begin Rows

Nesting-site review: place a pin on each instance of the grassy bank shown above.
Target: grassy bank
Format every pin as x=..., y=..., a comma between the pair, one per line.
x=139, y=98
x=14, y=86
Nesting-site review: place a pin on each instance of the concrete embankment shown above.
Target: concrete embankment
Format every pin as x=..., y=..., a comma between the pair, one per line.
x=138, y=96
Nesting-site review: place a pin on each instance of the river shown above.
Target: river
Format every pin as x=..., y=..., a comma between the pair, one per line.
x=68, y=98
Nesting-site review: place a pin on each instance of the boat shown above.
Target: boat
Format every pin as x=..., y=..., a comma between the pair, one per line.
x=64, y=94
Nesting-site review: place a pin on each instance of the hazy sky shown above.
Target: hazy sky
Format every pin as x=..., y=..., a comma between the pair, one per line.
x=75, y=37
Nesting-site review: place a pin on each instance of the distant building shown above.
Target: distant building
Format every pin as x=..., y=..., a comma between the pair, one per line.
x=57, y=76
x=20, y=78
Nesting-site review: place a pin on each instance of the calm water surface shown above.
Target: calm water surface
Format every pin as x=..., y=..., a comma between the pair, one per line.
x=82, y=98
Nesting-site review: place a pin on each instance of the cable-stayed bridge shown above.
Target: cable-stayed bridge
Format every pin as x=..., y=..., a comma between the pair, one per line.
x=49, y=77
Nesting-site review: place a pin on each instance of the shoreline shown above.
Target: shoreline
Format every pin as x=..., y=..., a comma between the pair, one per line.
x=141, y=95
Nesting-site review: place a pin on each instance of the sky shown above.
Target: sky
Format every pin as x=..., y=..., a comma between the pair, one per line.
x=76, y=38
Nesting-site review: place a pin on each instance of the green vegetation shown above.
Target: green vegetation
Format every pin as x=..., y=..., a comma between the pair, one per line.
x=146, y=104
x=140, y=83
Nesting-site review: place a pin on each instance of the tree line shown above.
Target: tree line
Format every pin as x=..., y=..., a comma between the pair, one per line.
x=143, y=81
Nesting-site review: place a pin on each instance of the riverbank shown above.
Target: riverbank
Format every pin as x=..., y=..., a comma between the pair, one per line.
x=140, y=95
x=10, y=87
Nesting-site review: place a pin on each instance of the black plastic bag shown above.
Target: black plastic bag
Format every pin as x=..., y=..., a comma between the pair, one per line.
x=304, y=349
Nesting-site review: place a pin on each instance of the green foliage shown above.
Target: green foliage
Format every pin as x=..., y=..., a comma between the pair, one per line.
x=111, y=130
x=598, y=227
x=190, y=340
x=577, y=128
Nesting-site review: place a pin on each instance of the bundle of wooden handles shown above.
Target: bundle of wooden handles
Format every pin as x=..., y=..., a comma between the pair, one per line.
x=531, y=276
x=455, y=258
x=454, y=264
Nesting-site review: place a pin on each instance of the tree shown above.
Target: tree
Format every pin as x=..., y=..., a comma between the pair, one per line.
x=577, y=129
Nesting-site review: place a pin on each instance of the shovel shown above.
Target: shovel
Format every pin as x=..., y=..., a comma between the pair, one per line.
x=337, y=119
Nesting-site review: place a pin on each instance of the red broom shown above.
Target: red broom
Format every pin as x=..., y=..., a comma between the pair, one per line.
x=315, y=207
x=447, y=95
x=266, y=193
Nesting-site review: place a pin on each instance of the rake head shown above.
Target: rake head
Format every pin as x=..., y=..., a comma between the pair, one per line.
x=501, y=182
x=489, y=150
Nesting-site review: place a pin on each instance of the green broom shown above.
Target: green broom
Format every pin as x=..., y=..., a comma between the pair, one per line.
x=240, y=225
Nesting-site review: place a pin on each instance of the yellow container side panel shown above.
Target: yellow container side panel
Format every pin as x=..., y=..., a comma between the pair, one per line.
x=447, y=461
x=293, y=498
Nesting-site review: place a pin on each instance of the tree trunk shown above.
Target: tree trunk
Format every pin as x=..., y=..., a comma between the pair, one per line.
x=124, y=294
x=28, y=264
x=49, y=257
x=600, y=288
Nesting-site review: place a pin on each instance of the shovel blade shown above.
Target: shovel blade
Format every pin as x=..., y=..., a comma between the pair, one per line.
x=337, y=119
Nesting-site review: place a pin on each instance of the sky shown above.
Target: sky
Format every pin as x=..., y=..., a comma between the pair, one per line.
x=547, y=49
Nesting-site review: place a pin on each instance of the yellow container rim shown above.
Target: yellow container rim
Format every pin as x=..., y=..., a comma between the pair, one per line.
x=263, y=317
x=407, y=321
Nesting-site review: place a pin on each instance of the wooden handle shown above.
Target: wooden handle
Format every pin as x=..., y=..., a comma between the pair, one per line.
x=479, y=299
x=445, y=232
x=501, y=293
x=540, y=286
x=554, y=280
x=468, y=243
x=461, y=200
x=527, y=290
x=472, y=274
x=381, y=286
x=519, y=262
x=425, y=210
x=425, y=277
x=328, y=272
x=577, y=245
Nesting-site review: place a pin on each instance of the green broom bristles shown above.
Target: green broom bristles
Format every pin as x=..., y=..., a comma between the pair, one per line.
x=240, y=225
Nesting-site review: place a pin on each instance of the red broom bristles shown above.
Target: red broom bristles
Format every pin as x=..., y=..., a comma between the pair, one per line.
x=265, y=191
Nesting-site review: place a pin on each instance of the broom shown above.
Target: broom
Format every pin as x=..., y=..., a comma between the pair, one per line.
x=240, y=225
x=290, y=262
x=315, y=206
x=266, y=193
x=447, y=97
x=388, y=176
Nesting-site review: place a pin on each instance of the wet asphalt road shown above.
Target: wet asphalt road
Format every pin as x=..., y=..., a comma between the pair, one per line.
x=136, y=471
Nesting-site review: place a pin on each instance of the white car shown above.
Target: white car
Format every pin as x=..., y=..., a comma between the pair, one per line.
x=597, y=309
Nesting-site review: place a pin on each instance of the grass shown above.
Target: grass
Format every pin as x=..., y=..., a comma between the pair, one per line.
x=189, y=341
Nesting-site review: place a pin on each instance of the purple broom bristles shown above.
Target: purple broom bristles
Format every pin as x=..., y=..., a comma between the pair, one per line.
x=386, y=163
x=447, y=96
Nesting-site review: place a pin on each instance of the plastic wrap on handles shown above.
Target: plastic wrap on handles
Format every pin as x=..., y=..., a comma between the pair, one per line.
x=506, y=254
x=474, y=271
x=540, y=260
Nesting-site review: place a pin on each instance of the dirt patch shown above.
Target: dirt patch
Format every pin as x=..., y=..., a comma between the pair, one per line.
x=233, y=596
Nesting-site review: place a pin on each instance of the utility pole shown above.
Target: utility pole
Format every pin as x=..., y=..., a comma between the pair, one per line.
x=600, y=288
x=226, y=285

end Rows

# [Goal]
All lines from the one containing "Nesting-site review: place a pin on each instance of the plastic" through the final line of the listing above are to be reproduced exactly; include both and add nothing.

# [Solved exercise]
Nesting-site review: place a pin on each instance of the plastic wrap on handles shown above.
Target: plastic wrap on handles
Format every pin as x=..., y=..., a comma between the pair, one per line.
x=506, y=254
x=474, y=271
x=540, y=260
Nesting-site review: place a pin on each instance of the dirt patch shown above.
Target: dirt patch
Format every pin as x=..., y=..., a comma between the pair, one per line.
x=233, y=596
Nesting-site review: place a pin on each instance of the utility pole shown above.
Target: utility pole
Format every pin as x=..., y=..., a comma between the pair, one per line.
x=600, y=288
x=226, y=285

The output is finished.